### PARTS OF THE EXERCISE
[1] In the forum thread about the differential of a function, what does the reply say we call Δx when it is infinitely close to, but not equal to, 0?
[2] Revise the passage of the differential thread starting with "We define $dy$" and going on through "things more confused...", with "equation" in place of "relation".
[3] Write what comes next in the forum thread on the differential of a function, picking up after its last sentence.

### EXTRACT TO READ

About differential of functions... Ok, probably it is a silly question, but I'm studying calculus for the first time, and I still can't "see clearly" the definition of differential of a function.
We define $dy$ - or equivalently $df(x)$ - as $dy = f'(x)\cdot\Delta x$. Now, if we consider the function $y=f(x)=x$, it follows that $df(x)=dx=f'(x)\cdot\Delta x=1\cdot\Delta x=\Delta x$; hence we can rewrite the previous relation as $dy=f'(x)\cdot dx$; and consequently $f'(x)=\frac{dy}{dx}$.
The question is: is there any good reason why I should substitute $\Delta x$ with its differential $dx$ in that relation?
I know it might sound weird, but I can't intuitively "feel" the fact that $\Delta x = dx$, I think it just makes things more confused...
Source (lang: italian): angeloangeletti.it/UNICAM_RECANATI/APPUNTI/04_lez.pdf
 A: Well, to understand this, you have to understand limits. What a derivative is doing is it is taking the slope of a polynomial function - f(x). What you are doing is you're taking two points exactly $\Delta$x apart. The points would then have x-coordinates x and x+$\Delta$x. When you take the slope of the line between those two points (Click this to help), you get a number, and when $\Delta$x is infinitely close to, but not equal to 0, we call it dx, and the slope of the line is the derivative at that point. Since we are getting numbers for points, we can plot the derivatives at all points and match them into a function. This function is the first derivative of your original polynomial function, f'(x). Taking the derivative of that function is the second derivative, f''(x).

### STORED DATA
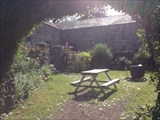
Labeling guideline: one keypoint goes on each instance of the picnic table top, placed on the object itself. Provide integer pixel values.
(94, 71)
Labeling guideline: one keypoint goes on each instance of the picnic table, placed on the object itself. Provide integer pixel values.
(100, 84)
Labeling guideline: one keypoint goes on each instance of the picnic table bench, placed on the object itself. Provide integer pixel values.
(100, 84)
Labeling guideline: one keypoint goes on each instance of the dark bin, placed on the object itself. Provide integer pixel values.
(137, 71)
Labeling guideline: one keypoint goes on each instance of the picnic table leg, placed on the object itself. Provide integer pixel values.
(94, 80)
(110, 79)
(75, 91)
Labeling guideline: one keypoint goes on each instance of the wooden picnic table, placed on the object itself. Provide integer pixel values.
(100, 84)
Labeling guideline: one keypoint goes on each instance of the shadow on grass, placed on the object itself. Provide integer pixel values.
(93, 94)
(143, 79)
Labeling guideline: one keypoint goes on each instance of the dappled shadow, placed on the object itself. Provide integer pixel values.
(93, 94)
(143, 79)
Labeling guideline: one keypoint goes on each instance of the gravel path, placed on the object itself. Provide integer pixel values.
(83, 109)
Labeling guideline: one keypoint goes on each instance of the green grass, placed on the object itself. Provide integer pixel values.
(50, 96)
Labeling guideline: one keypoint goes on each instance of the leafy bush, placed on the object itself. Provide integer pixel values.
(101, 56)
(82, 62)
(67, 56)
(26, 70)
(121, 63)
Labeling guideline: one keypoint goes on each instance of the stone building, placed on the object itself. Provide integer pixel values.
(118, 32)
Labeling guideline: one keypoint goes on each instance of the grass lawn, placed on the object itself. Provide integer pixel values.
(50, 96)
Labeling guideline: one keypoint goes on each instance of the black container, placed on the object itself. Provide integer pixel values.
(137, 71)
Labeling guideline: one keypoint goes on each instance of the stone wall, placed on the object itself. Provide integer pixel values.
(45, 33)
(120, 37)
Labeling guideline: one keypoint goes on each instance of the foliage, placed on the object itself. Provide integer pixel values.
(81, 63)
(143, 51)
(26, 72)
(121, 63)
(67, 56)
(101, 56)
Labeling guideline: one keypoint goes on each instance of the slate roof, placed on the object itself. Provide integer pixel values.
(110, 20)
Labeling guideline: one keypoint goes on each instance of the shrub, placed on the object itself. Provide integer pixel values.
(121, 63)
(26, 71)
(101, 56)
(82, 62)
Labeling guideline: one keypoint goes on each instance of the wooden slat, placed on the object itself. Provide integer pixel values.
(110, 83)
(78, 81)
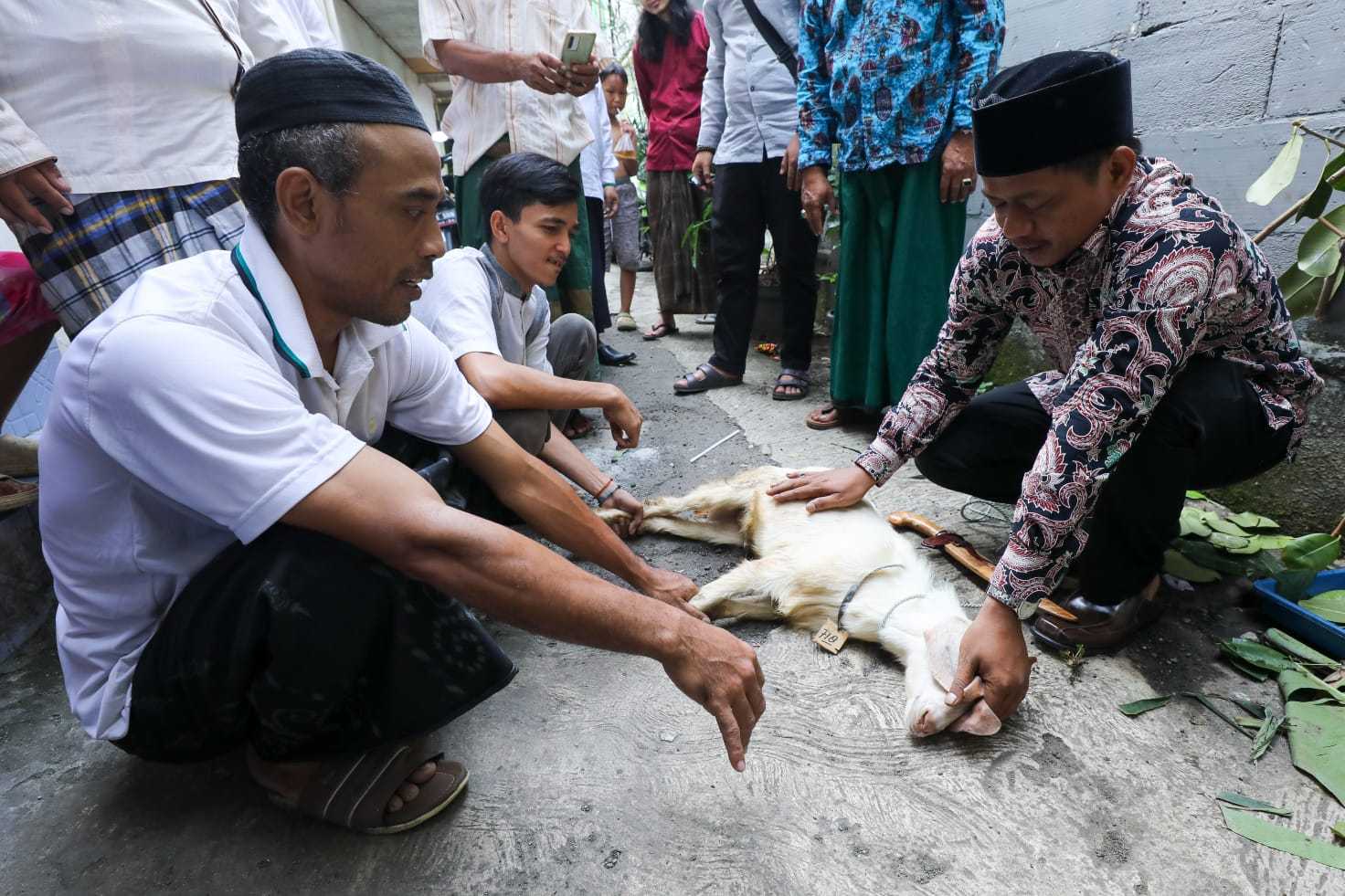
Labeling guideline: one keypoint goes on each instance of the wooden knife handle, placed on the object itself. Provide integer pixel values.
(966, 557)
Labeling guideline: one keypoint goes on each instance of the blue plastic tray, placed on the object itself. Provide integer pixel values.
(1304, 625)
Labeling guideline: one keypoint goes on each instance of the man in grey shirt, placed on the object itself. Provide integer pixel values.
(748, 151)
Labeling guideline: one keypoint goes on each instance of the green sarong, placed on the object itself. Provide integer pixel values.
(573, 290)
(899, 248)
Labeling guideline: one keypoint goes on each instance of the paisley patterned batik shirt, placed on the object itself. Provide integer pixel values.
(891, 79)
(1166, 276)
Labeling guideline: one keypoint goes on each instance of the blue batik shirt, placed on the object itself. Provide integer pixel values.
(891, 79)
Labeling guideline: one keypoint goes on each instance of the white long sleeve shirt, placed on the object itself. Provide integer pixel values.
(598, 163)
(128, 96)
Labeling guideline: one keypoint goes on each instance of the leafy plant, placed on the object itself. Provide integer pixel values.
(1316, 278)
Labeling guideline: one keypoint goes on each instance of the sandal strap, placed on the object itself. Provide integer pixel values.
(353, 791)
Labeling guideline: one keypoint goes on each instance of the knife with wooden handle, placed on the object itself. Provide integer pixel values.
(962, 553)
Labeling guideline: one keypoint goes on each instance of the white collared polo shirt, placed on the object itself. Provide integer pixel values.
(194, 413)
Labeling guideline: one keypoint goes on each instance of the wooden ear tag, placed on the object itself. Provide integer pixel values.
(830, 638)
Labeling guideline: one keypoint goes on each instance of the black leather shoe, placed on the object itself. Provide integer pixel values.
(609, 357)
(1100, 627)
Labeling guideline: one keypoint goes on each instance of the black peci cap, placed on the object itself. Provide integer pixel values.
(1051, 110)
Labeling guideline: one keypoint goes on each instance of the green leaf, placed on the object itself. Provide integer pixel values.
(1313, 552)
(1256, 654)
(1266, 736)
(1140, 707)
(1299, 290)
(1279, 174)
(1319, 249)
(1204, 700)
(1293, 585)
(1245, 668)
(1291, 645)
(1248, 520)
(1225, 526)
(1176, 564)
(1271, 543)
(1317, 733)
(1205, 554)
(1191, 523)
(1278, 837)
(1255, 805)
(1233, 543)
(1316, 204)
(1332, 170)
(1329, 606)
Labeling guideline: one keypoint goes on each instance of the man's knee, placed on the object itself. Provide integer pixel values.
(573, 346)
(527, 427)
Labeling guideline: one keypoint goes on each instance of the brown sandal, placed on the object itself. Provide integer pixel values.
(353, 791)
(831, 416)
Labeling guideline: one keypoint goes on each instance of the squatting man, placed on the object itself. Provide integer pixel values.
(1176, 366)
(237, 566)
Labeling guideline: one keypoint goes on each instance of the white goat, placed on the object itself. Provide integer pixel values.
(804, 565)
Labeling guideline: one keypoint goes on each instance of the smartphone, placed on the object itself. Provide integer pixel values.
(577, 47)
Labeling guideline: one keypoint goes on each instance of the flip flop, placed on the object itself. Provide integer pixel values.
(661, 330)
(830, 417)
(15, 494)
(709, 378)
(353, 791)
(797, 378)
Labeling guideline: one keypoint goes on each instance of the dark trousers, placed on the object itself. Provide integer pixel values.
(305, 648)
(1208, 431)
(598, 245)
(751, 198)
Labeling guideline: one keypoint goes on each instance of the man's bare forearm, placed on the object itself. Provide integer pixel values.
(567, 459)
(507, 386)
(476, 62)
(537, 494)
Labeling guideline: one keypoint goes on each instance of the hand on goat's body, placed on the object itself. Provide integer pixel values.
(672, 588)
(994, 651)
(634, 510)
(723, 674)
(823, 489)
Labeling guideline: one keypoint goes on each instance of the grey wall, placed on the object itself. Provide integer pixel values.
(1216, 84)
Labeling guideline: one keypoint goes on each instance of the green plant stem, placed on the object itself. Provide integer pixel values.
(1319, 135)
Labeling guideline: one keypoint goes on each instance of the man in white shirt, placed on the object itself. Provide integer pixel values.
(111, 153)
(598, 164)
(234, 564)
(489, 307)
(512, 93)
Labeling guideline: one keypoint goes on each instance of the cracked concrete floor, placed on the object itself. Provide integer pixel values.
(592, 774)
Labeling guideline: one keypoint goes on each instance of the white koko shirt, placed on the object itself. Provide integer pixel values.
(481, 113)
(191, 415)
(128, 96)
(459, 310)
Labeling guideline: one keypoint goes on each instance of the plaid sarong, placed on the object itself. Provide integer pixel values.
(113, 237)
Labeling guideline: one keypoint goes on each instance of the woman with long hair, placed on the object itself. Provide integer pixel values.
(670, 59)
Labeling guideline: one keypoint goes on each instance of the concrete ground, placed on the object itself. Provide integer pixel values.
(592, 774)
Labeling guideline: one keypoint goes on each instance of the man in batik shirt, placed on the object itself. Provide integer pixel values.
(891, 82)
(1176, 364)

### RESULTS OF THE EXERCISE
[1] dx

[2]
We define $dy$ - or equivalently $df(x)$ - as $dy = f'(x)\cdot\Delta x$. Now, if we consider the function $y=f(x)=x$, it follows that $df(x)=dx=f'(x)\cdot\Delta x=1\cdot\Delta x=\Delta x$; hence we can rewrite the previous equation as $dy=f'(x)\cdot dx$; and consequently $f'(x)=\frac{dy}{dx}$.
The question is: is there any good reason why I should substitute $\Delta x$ with its differential $dx$ in that equation?
I know it might sound weird, but I can't intuitively "feel" the fact that $\Delta x = dx$, I think it just makes things more confused...

[3]
This is very useful because you can find, easily, rates of change, volume from outlines, and so on. For example, the derivative of a graph of the distance a car has traveled at a certain time is equal to the graph of its velocity at a certain time. 
The volume of a cone/pyramid, and therefore the volume of a sphere, are all derived by calculus.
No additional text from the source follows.